List every line of the listing below that contains the word "lamp", copying each such line in full. Matching is case-sensitive.

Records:
%%
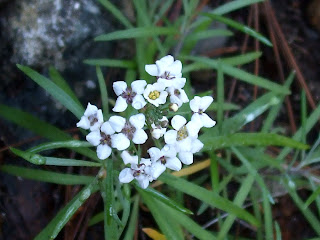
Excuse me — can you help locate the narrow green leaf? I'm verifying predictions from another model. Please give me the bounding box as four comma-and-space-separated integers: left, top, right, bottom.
159, 173, 260, 226
35, 181, 98, 240
28, 140, 92, 153
0, 165, 94, 185
199, 133, 309, 150
94, 27, 178, 41
17, 64, 84, 119
98, 0, 133, 28
202, 13, 272, 47
83, 58, 136, 69
135, 183, 193, 214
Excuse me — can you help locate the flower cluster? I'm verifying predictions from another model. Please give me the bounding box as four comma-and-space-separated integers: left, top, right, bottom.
77, 55, 216, 188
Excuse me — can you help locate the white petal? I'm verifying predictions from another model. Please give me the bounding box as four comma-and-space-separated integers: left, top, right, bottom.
179, 152, 193, 165
190, 96, 201, 112
200, 96, 213, 111
83, 103, 98, 117
121, 151, 138, 164
151, 161, 166, 179
171, 115, 187, 131
113, 81, 127, 96
147, 147, 161, 162
119, 168, 134, 183
131, 80, 147, 94
164, 130, 177, 144
111, 133, 130, 151
86, 131, 101, 146
129, 113, 146, 129
132, 95, 147, 110
132, 129, 148, 144
191, 138, 203, 153
77, 116, 90, 129
97, 144, 111, 160
112, 96, 128, 112
166, 157, 182, 171
109, 116, 126, 132
101, 121, 115, 135
200, 113, 216, 128
144, 64, 159, 77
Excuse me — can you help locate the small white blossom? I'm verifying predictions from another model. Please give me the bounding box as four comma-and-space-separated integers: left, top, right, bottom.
190, 96, 216, 128
151, 116, 169, 139
77, 103, 103, 131
109, 113, 148, 144
86, 121, 130, 160
143, 82, 168, 107
119, 158, 154, 189
112, 80, 147, 112
148, 145, 182, 179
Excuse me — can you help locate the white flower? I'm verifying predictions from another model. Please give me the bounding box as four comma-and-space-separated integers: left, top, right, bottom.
77, 103, 103, 131
148, 145, 182, 179
167, 87, 189, 107
143, 82, 168, 107
119, 158, 154, 189
112, 80, 147, 112
190, 96, 216, 128
151, 117, 169, 139
164, 115, 203, 165
86, 121, 130, 160
109, 113, 148, 144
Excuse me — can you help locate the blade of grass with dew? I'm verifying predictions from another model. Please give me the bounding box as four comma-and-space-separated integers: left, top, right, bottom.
134, 183, 193, 215
123, 196, 139, 240
202, 13, 272, 47
94, 27, 177, 41
98, 0, 133, 28
35, 180, 98, 240
96, 66, 109, 119
154, 199, 216, 240
137, 189, 184, 240
199, 133, 309, 151
0, 165, 94, 185
49, 66, 81, 106
218, 174, 255, 240
283, 179, 320, 236
278, 102, 320, 159
83, 58, 136, 69
17, 64, 84, 119
0, 104, 100, 161
27, 140, 92, 153
159, 173, 260, 226
10, 148, 101, 167
261, 71, 295, 133
182, 56, 290, 95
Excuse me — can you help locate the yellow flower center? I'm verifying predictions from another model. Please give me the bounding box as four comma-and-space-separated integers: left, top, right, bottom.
177, 126, 188, 141
148, 90, 160, 100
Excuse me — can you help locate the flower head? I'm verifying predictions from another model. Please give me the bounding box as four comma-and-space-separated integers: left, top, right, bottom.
77, 103, 103, 131
190, 96, 216, 128
112, 80, 147, 112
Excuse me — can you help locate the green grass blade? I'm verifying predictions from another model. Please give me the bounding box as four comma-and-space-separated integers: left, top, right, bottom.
0, 165, 94, 185
96, 66, 109, 119
202, 13, 272, 47
159, 173, 260, 226
28, 140, 92, 153
218, 174, 255, 240
17, 64, 84, 119
182, 56, 290, 95
98, 0, 133, 28
199, 133, 309, 150
35, 181, 98, 240
83, 58, 136, 69
94, 27, 177, 41
49, 67, 81, 106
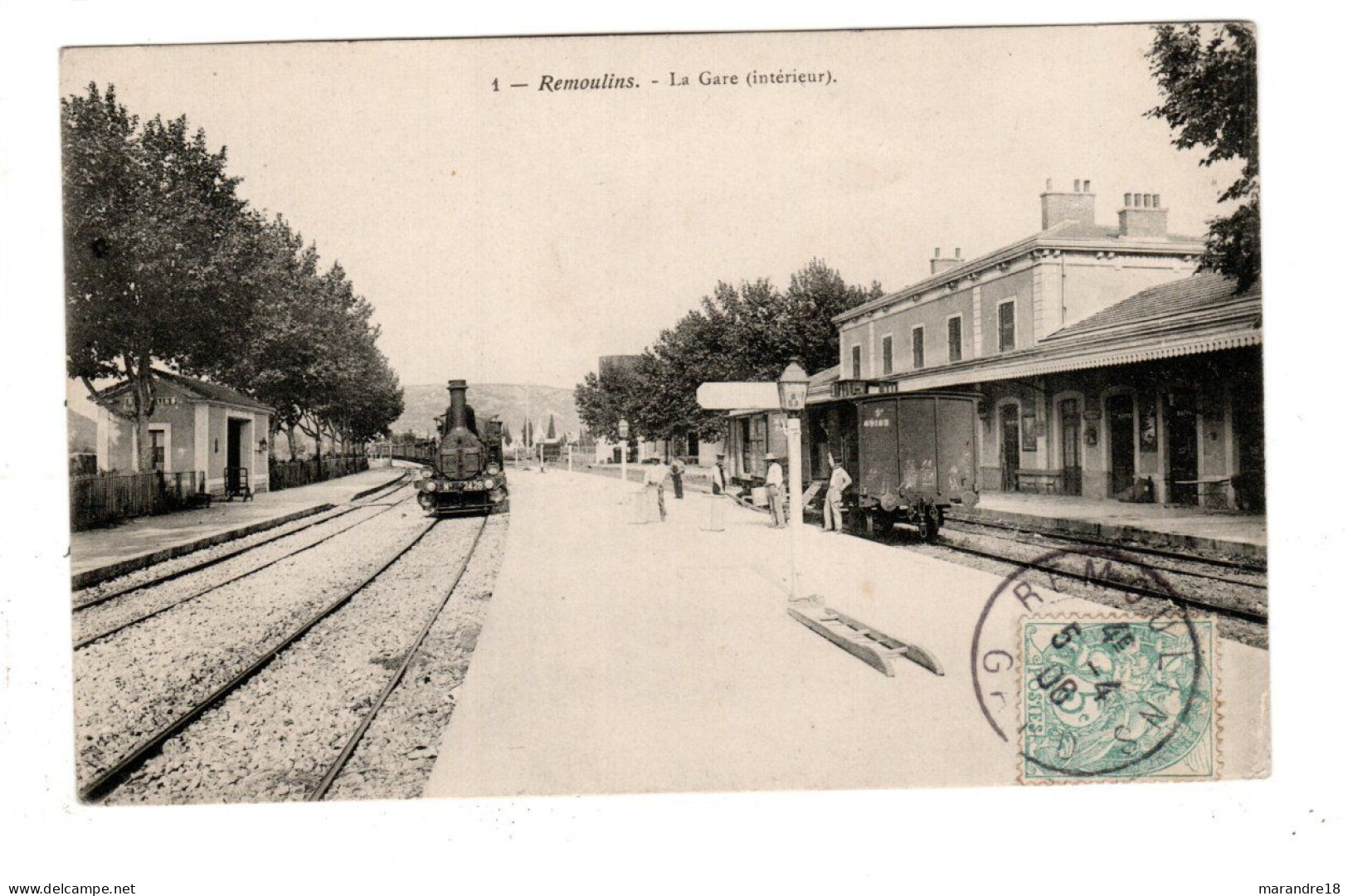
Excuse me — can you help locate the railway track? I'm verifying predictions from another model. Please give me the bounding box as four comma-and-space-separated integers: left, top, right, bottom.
73, 477, 416, 650
308, 516, 491, 801
945, 516, 1268, 574
80, 520, 453, 801
934, 530, 1268, 626
71, 473, 411, 611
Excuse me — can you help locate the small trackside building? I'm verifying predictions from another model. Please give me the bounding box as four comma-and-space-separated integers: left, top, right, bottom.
97, 371, 272, 494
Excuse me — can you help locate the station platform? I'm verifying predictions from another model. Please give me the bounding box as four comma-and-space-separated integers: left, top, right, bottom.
557, 464, 1268, 562
71, 466, 403, 587
425, 469, 1268, 797
951, 492, 1268, 561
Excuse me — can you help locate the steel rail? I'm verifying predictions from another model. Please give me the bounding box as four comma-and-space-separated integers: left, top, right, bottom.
932, 542, 1268, 626
947, 520, 1268, 592
306, 516, 491, 801
945, 514, 1268, 572
71, 497, 410, 650
71, 475, 408, 611
80, 520, 440, 803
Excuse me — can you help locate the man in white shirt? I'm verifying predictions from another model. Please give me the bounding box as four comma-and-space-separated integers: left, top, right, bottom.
824, 454, 852, 533
645, 462, 670, 523
763, 451, 786, 528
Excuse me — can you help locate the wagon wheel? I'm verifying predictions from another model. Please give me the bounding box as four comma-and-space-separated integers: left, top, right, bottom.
865, 507, 893, 538
918, 507, 941, 542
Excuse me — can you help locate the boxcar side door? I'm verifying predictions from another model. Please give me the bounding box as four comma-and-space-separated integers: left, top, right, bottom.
899, 396, 937, 497
856, 399, 899, 499
936, 397, 979, 499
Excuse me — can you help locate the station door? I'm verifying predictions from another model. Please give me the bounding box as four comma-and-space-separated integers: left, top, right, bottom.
1108, 395, 1138, 496
1001, 404, 1020, 492
1058, 399, 1081, 494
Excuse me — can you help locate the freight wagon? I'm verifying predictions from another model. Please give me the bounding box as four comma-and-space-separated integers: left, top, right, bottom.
725, 382, 979, 539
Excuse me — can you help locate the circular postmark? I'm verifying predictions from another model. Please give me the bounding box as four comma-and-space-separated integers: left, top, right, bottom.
971, 547, 1214, 780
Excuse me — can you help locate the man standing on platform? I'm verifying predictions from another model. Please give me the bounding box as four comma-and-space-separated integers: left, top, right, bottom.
763, 451, 786, 529
645, 460, 670, 523
824, 454, 852, 533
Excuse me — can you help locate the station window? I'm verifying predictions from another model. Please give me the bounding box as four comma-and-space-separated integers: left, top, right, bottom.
998, 300, 1015, 352
149, 430, 166, 473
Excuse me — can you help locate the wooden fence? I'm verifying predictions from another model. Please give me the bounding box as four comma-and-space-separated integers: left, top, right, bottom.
270, 454, 369, 492
71, 471, 207, 533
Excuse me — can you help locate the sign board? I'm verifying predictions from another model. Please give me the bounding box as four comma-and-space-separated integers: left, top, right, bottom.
697, 382, 782, 411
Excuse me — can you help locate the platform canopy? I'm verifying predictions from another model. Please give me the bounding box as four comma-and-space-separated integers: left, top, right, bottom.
697, 382, 782, 411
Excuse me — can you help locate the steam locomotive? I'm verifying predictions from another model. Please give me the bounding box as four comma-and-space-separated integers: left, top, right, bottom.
416, 380, 509, 516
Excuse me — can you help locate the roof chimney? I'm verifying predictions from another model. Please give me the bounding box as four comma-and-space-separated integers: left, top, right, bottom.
932, 248, 964, 276
1039, 178, 1095, 231
1119, 192, 1170, 240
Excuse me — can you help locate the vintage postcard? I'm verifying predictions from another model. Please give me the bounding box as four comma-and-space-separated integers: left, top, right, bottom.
52, 22, 1271, 806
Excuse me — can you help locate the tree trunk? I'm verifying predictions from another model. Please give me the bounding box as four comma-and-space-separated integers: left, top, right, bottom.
121, 353, 155, 473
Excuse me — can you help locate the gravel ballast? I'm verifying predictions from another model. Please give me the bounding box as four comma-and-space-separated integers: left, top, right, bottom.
73, 501, 412, 643
73, 503, 427, 786
326, 516, 509, 799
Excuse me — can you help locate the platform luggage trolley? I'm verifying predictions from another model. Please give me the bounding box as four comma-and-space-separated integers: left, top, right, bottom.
225, 466, 252, 501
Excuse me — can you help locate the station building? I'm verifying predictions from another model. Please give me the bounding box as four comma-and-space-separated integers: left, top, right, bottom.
95, 371, 272, 493
825, 181, 1263, 508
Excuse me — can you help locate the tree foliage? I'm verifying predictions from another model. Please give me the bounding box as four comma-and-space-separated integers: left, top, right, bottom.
61, 84, 403, 469
574, 260, 883, 439
1147, 23, 1262, 290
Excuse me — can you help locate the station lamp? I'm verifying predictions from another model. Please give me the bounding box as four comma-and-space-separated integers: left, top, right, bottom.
776, 357, 810, 415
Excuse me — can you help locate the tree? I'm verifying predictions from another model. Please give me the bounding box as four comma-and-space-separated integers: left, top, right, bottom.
61, 84, 255, 469
1147, 23, 1263, 291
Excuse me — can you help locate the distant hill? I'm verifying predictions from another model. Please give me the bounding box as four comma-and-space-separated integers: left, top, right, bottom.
394, 382, 581, 441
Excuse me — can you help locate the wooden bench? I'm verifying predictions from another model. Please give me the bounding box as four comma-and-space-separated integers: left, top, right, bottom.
1173, 475, 1231, 511
1015, 470, 1063, 494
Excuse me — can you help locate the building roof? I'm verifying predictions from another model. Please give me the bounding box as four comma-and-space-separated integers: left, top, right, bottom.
833, 221, 1203, 324
101, 368, 275, 414
1042, 274, 1262, 343
841, 274, 1263, 392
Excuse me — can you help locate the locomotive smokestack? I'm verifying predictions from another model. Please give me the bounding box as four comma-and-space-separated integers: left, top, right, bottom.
449, 380, 468, 430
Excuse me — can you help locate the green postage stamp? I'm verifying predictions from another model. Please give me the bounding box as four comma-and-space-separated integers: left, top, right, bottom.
1020, 616, 1219, 783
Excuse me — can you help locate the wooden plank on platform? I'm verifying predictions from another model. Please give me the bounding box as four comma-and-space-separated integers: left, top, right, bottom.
786, 597, 945, 678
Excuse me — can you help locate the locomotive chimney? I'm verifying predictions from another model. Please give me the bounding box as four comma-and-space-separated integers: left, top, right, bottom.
448, 380, 468, 430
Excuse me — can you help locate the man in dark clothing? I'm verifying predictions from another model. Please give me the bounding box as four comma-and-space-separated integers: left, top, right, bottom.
670, 458, 684, 501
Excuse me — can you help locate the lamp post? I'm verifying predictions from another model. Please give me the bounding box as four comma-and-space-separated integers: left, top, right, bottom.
776, 357, 810, 601
617, 416, 631, 482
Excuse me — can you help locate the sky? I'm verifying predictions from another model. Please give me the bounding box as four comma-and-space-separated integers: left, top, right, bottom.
61, 26, 1234, 387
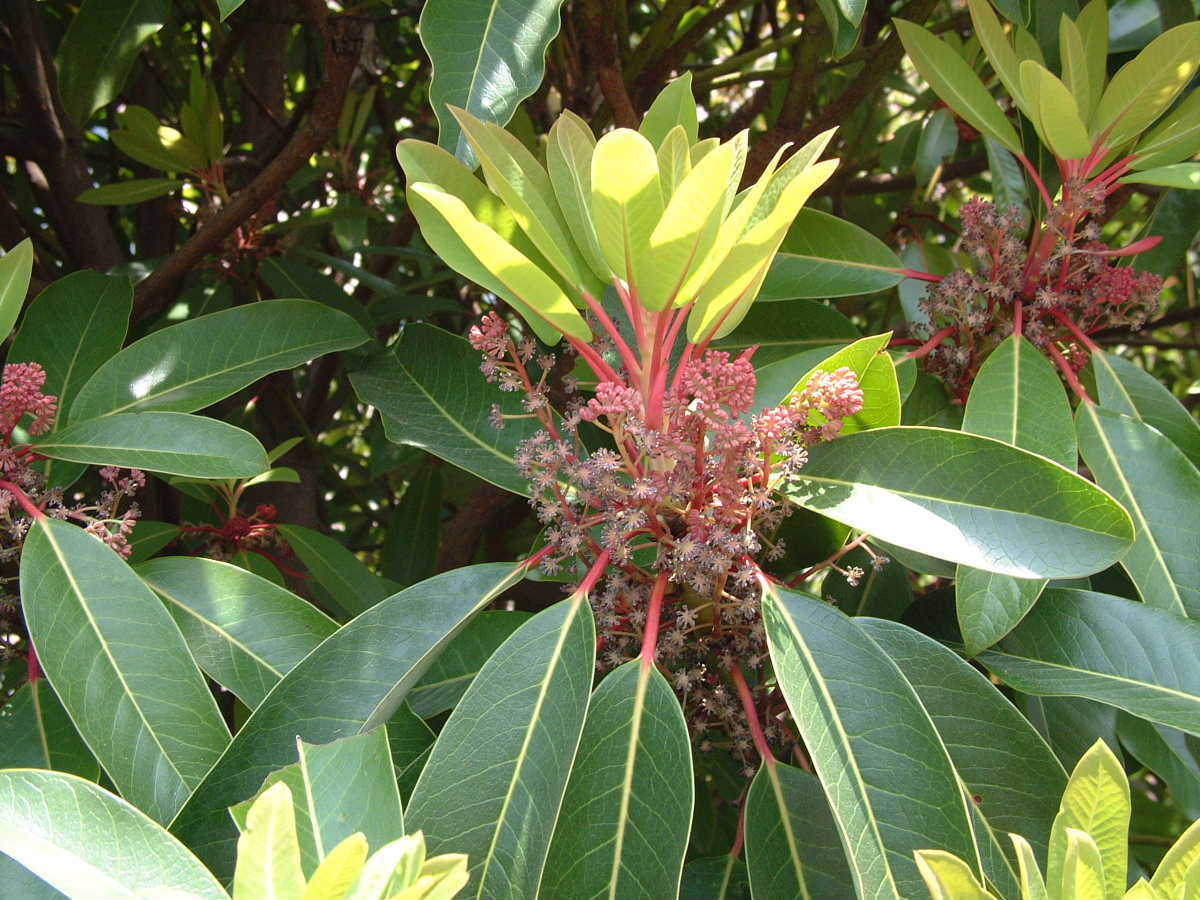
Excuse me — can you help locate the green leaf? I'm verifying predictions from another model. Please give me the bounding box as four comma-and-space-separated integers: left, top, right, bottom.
418, 0, 562, 168
56, 0, 170, 130
8, 269, 133, 421
408, 610, 529, 719
76, 178, 184, 206
172, 564, 523, 877
787, 426, 1133, 578
137, 557, 337, 709
1046, 740, 1130, 898
233, 784, 305, 900
1075, 403, 1200, 617
978, 588, 1200, 734
278, 524, 400, 616
71, 300, 367, 420
0, 678, 100, 781
544, 659, 694, 900
379, 464, 442, 588
745, 760, 854, 896
893, 19, 1021, 154
1120, 162, 1200, 191
856, 619, 1067, 894
763, 587, 978, 899
917, 850, 995, 900
0, 238, 34, 340
638, 72, 700, 148
36, 413, 268, 478
407, 593, 595, 898
0, 769, 229, 900
229, 728, 404, 877
350, 324, 541, 494
758, 209, 904, 302
1092, 22, 1200, 148
20, 518, 229, 822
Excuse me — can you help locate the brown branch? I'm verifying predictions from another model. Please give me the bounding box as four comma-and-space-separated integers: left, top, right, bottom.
133, 0, 362, 319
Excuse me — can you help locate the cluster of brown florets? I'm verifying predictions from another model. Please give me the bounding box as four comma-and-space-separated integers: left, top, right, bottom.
472, 314, 863, 764
922, 194, 1163, 397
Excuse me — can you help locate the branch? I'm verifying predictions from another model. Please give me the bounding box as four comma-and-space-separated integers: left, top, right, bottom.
133, 0, 362, 319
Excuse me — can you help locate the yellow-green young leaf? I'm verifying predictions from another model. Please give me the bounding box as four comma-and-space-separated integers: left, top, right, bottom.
0, 238, 34, 341
1075, 0, 1109, 112
408, 182, 592, 343
637, 132, 738, 311
658, 125, 691, 198
688, 160, 838, 341
348, 832, 425, 900
1055, 828, 1108, 900
592, 128, 665, 284
546, 110, 612, 281
1150, 821, 1200, 896
913, 850, 996, 900
1020, 60, 1092, 160
1092, 22, 1200, 148
1133, 91, 1200, 169
302, 830, 367, 900
450, 107, 595, 289
113, 125, 208, 172
1008, 834, 1049, 900
691, 138, 721, 166
894, 19, 1021, 154
1046, 739, 1129, 898
233, 781, 305, 900
1121, 878, 1166, 900
638, 72, 700, 146
1058, 13, 1100, 121
967, 0, 1033, 119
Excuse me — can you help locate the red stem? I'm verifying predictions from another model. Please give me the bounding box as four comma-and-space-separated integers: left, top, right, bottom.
642, 571, 670, 668
0, 481, 46, 520
730, 662, 775, 766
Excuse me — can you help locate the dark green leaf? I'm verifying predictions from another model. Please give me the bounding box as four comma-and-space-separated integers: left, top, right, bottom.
137, 557, 337, 709
20, 518, 229, 822
71, 300, 366, 420
407, 593, 595, 899
36, 413, 268, 478
539, 659, 694, 900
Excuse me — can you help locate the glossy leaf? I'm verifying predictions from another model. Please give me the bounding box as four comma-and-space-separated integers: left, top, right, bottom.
0, 769, 229, 900
745, 761, 854, 898
36, 412, 268, 478
229, 728, 404, 878
1046, 740, 1130, 898
408, 610, 529, 719
763, 588, 978, 898
544, 659, 694, 900
406, 593, 595, 898
979, 588, 1200, 734
0, 238, 34, 340
137, 557, 337, 709
1075, 403, 1200, 617
20, 518, 229, 822
893, 19, 1021, 154
172, 564, 522, 877
278, 524, 398, 616
1092, 22, 1200, 148
788, 426, 1133, 578
856, 619, 1067, 887
350, 324, 541, 494
56, 0, 170, 130
419, 0, 562, 168
71, 300, 366, 420
0, 678, 100, 781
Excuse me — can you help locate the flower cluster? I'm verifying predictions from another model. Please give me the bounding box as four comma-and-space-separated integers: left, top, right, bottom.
922, 195, 1162, 397
470, 313, 863, 766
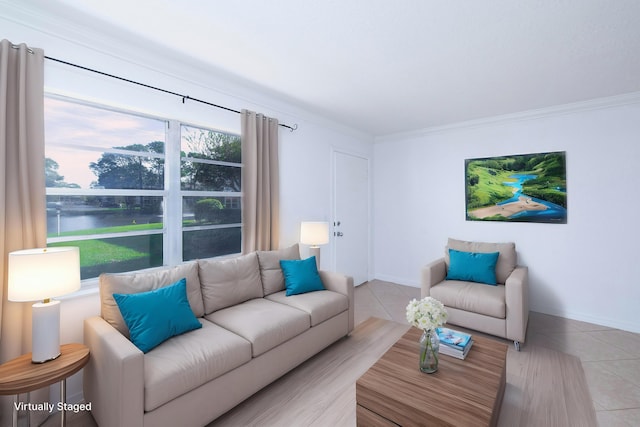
%%
▶ _Finished answer_
Excuse me — can you help locate the station lamp? I'm verifying predictions from another model. Please give me the bounding box as four comma-and-space-separated integers: left, top, right, bottom.
Excuse me — can you help locate the lamp post? I'm verifying predictions from another model. Please give me the bounding box as four comma-and-space-separated integers: left, top, right, bottom.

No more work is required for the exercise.